Objective. In the copy, include every entry exactly but none of the pictures.
________________________
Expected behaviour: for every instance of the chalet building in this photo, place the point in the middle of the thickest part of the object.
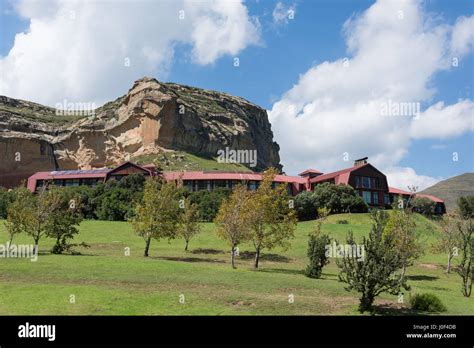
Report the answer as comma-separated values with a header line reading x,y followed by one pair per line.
x,y
370,183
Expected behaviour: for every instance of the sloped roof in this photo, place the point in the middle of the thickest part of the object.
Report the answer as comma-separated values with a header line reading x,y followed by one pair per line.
x,y
310,171
340,177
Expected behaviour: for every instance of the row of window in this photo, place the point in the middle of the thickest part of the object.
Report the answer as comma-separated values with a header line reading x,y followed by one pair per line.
x,y
198,185
69,182
367,182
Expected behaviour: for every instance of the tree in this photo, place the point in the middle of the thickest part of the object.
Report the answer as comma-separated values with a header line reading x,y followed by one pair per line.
x,y
157,214
450,239
401,225
423,206
61,224
377,272
466,267
189,222
272,223
16,214
317,246
466,206
231,220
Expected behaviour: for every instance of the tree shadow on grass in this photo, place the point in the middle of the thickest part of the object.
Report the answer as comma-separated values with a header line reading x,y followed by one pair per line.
x,y
392,310
187,259
250,255
207,251
283,271
422,277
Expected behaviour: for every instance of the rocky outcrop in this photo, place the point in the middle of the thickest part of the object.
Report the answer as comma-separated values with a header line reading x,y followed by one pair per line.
x,y
151,118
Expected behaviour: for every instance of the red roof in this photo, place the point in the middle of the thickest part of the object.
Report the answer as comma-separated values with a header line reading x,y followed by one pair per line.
x,y
396,191
433,198
310,171
340,177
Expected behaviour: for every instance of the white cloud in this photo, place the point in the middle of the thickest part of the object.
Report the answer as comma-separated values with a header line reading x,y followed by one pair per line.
x,y
282,13
394,51
463,36
403,177
77,50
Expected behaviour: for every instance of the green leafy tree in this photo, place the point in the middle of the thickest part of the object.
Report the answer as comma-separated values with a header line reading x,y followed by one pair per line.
x,y
402,227
232,225
16,214
466,206
466,267
378,270
450,241
272,223
317,246
189,222
423,206
157,214
63,221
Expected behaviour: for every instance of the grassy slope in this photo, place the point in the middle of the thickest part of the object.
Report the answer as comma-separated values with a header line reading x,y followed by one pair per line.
x,y
104,281
451,189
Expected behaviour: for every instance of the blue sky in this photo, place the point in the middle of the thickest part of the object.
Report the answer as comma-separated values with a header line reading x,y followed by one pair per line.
x,y
271,67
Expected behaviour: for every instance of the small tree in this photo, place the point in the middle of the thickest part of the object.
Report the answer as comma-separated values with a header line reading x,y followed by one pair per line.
x,y
466,206
189,222
317,246
231,220
272,223
466,267
423,206
16,214
157,214
450,239
61,224
377,272
401,225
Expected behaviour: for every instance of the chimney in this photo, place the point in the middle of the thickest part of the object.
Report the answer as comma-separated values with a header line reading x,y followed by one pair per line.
x,y
360,161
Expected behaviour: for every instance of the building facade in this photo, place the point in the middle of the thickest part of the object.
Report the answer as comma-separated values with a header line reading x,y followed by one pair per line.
x,y
370,183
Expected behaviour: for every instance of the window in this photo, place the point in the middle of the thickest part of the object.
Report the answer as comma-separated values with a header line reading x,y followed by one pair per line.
x,y
375,198
365,182
367,196
357,179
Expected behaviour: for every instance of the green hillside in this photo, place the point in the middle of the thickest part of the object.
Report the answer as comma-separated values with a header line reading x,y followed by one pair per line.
x,y
451,189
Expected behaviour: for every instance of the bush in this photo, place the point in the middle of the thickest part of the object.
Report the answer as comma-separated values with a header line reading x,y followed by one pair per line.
x,y
306,206
423,206
209,202
427,303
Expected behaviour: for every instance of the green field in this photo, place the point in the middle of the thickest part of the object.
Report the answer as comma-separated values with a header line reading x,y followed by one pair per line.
x,y
105,281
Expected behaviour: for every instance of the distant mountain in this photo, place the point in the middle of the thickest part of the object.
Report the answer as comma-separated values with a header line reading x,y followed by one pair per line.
x,y
451,189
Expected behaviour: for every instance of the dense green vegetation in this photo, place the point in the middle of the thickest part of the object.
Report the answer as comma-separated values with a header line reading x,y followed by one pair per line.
x,y
104,280
335,198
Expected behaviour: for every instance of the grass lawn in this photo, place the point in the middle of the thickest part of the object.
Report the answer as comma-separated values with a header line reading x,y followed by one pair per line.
x,y
103,280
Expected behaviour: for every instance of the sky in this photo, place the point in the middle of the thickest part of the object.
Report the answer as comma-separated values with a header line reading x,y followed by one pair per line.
x,y
341,79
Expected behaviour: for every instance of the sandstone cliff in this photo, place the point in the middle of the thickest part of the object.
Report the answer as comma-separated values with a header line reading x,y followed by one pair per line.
x,y
152,118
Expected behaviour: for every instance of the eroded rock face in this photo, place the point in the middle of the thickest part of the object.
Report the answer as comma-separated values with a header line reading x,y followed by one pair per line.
x,y
150,118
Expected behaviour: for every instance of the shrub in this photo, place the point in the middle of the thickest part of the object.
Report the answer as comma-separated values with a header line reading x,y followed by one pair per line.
________________________
In response.
Expected behaviour: for every instance of the chalet building in this photo, place the point in the middle of the thickest part of the object.
Report the answer as comma-separated values with a header line reading x,y followed by one pair per line.
x,y
370,183
Expected behaviour: for every instance of the sloped roof in this photo, place the point in the middle of the thickest part of the object.
Report the answer as comma-separated values with a header line reading x,y followed by one pair per line.
x,y
310,171
340,177
Expected behaviour: for every instance of the row of window in this photo, place the point in the middle of the thickest part of the object.
Report the answer as comma-separated values with a header line reading x,y followed by one pair per line.
x,y
198,185
69,182
367,182
Expected behaviour: for every instance of the tree in this photo, place the point in the middle of the thickest part of the object.
Report the answer as comma-separated values with a header line reading x,y followed by one pair per line.
x,y
157,214
450,239
401,225
423,206
61,224
377,272
466,267
189,222
272,223
16,214
317,246
466,206
231,220
Expected behaviour: for every instance of the tree shadow on grass in this photo, place the point in the middle of the thickest part of the object.
Report the answer as comma-separated values with a header line reading x,y followed by one pair per line.
x,y
392,310
187,259
250,255
207,251
283,271
422,277
Expected behaviour: for every instance of the rocky outcrop in this photo, place the point in the middle of the thickest part of the object.
Report the answer as comma-separated values with a header line reading x,y followed by one pair per line.
x,y
151,118
Expected behaviour: for every instance of the red roof in this photo, place the point in the middle of the thickest part of the object.
Report the answer as comma-separated values with a header line reading x,y followed by one pair per line.
x,y
396,191
433,198
310,171
340,177
Expected behaviour: for every instance of the white cloud in this photo, place the point in the middle of the thickest part of the object.
Report the answer as comma-separated values with a header line reading x,y followed by one pair per line.
x,y
282,13
394,51
463,36
403,177
77,50
Expected behaviour: for every instance of the green leafy tree in this photo, place the point in the middle of the thickest part of the object.
Report the answer as comma-separated values with a header line reading x,y followed by one pair per line.
x,y
402,227
232,225
16,214
466,206
466,267
378,270
450,241
272,223
317,246
189,222
423,206
157,214
63,221
Expected behaviour: for every instance of the grassy slope in this photo, place the point in the middle of the thickest part of the object.
Report the answer as comma-separated values with a header line reading x,y followed by one pair per line.
x,y
104,281
451,189
Expected behaviour: for every instance of the blue sky in this photo, place the point in the middle of the thickest part of the object.
Report the answer as comma-separated values with a header line reading x,y followed by one pair per line.
x,y
271,67
Expected behaviour: for every instance of the small tree in this photo, place the point in the middle of the thickest part of the object.
Report the answer as comma-separated values with a header line reading x,y followed by one pair per line.
x,y
466,206
189,222
317,246
231,220
272,223
466,267
423,206
16,214
157,214
450,239
61,224
377,272
401,225
Expected behaviour: for every instance of the chimney in this photo, place the point in the middle of the thickest part of the object.
Report the answer as comma-separated values with a header line reading x,y followed by one pair per line.
x,y
360,161
Expected behaviour: for every instance of the building facade in this photo, place the point in the middle of the thickest part of the object.
Report the answer as comma-separated values with a header line reading x,y followed by one pair per line.
x,y
370,183
Expected behaviour: for every instance of the window in this photo, place the point in the middle of the thickest part of the object.
Report the answer as comma-separated values with a header line reading x,y followed by one pair per line.
x,y
375,198
365,182
367,196
357,179
Expected behaviour: for every instance of the green hillside in this photo, place the point in the middle of the thickest part of the object.
Report the answer as comma-separated values with a header line reading x,y followed by one pair per line.
x,y
451,189
Expected behaviour: for every instance of the bush in this photo, place the point in the middle of the thickest part of the object.
Report the answer as comma-separated values with a header line reading x,y followed by one pair per line.
x,y
306,206
423,206
209,202
427,303
Expected behaviour: for every instance of the green field in this photo, place the point in the middle of the thickest part of the object.
Report the answer as comma-separated values with a header line reading x,y followed by one pair per line.
x,y
105,281
Expected behaviour: for every instance of the distant mountain in this photo, place the point in the middle of the thickest part of the object.
Report the answer as comma-separated values with a header line reading x,y followed by one pair per line.
x,y
451,189
Expected behaviour: for every instance of the dense green vegetation in this photo, place the point in the middle of the thickest part of the object.
Report the answer as comma-separated values with a header line reading x,y followed by one pair per line.
x,y
104,280
335,198
Expected behaviour: for every instance of the grass lawn in this photo, place the point in the middle of the thickest part of the object.
Report the answer as comma-separated values with a header line reading x,y followed by one pair per line.
x,y
103,280
Expected behaviour: for every instance of the sky in this photo, place the point in the middle of the thickest part of the object.
Report the answer as comma-separated values with a header line reading x,y followed by one pair per line.
x,y
341,79
Expected behaviour: for every instance of the sandstone cliff in this photo, place the point in the middle of the thickest part of the object.
Report the answer as comma-separated values with a header line reading x,y followed by one pair per line.
x,y
152,118
Expected behaviour: for every instance of the eroded rock face in this photo, place the point in the middle of the thickest part of the object.
Report the answer as comma-separated values with a header line reading x,y followed by one pair per line.
x,y
150,118
Expected behaviour: for every instance of the shrub in this photo, place the point in the middle of the thickest part of the object.
Report the answer as comma-separated values with a header line reading x,y followed by one pair per line.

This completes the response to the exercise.